BEGIN Excerpted data

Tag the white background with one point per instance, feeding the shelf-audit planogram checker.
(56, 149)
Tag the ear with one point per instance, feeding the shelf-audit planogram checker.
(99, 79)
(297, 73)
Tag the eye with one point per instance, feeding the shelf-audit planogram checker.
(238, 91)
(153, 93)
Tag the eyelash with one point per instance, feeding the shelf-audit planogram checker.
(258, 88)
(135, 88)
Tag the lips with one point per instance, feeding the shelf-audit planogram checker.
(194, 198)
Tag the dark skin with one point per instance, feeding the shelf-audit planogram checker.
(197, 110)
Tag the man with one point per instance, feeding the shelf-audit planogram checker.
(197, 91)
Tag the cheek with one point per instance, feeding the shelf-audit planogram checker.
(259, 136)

END Excerpted data

Can you convert the stretch from the line containing "Tag the dark" through the last line, both ends included, into a JSON list of strings with one string per line and blank lines left out?

[
  "Tag the dark skin with one point per instance, feeding the shelf-audit planogram checker.",
  "(197, 110)",
  "Tag the man with one point per instance, feeding the shelf-audit planogram checker.",
  "(197, 91)",
  "Tag the cheek with one point per instance, feeding the shelf-audit planogram checker.",
  "(259, 136)"
]